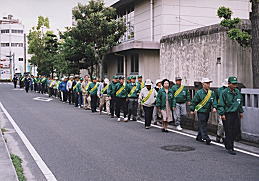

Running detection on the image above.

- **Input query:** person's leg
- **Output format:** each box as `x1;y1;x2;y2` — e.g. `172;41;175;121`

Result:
115;97;121;118
173;103;181;126
105;96;110;114
99;96;104;113
110;97;115;117
132;99;138;120
127;99;132;120
122;98;127;119
223;114;231;150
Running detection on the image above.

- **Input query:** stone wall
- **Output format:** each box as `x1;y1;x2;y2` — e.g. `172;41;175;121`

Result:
160;22;253;88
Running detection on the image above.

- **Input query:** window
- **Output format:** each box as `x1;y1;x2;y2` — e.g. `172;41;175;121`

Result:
18;58;23;61
117;56;124;74
1;43;10;47
131;54;139;73
11;43;23;47
118;7;134;42
1;29;9;33
11;29;23;34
************
## Problem description
All of the material above is to be copied exactly, except for its images.

## Written answer
Running detection on the image above.

- **Input query:** person's leg
- **Output format:** each box as `x1;y1;x2;y2` — e.g. `172;41;175;121`

Result:
115;97;121;118
173;103;181;126
105;96;110;114
99;96;104;113
110;97;115;117
132;99;138;120
127;99;132;120
122;98;127;119
223;114;231;150
Running detection on the image above.

- **Input query:** stone wall
- **Output format:** each box as `x1;y1;x2;y2` — e.g. `172;41;175;121`

Result:
160;22;253;88
Running detection on the image above.

- **Input query:** window
- **Output format:** each box as `x1;y1;x2;y2` — e.g. `172;41;175;121`

Result:
18;58;23;61
117;56;124;74
1;43;10;47
131;54;139;73
11;43;23;47
118;7;134;42
1;29;9;33
11;29;23;34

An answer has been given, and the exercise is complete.